::: SUPPLIED DATA :::

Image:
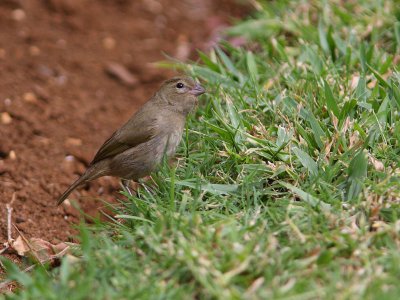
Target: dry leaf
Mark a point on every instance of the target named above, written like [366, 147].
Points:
[39, 248]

:::

Substitute "fallen leaf" for "dry leaf" throughout the data above, and write the data out again with everything else unchanged and the pictures omitted.

Image:
Target: fallen leaf
Mark a point on every instance of the target named above, written like [366, 147].
Points:
[39, 248]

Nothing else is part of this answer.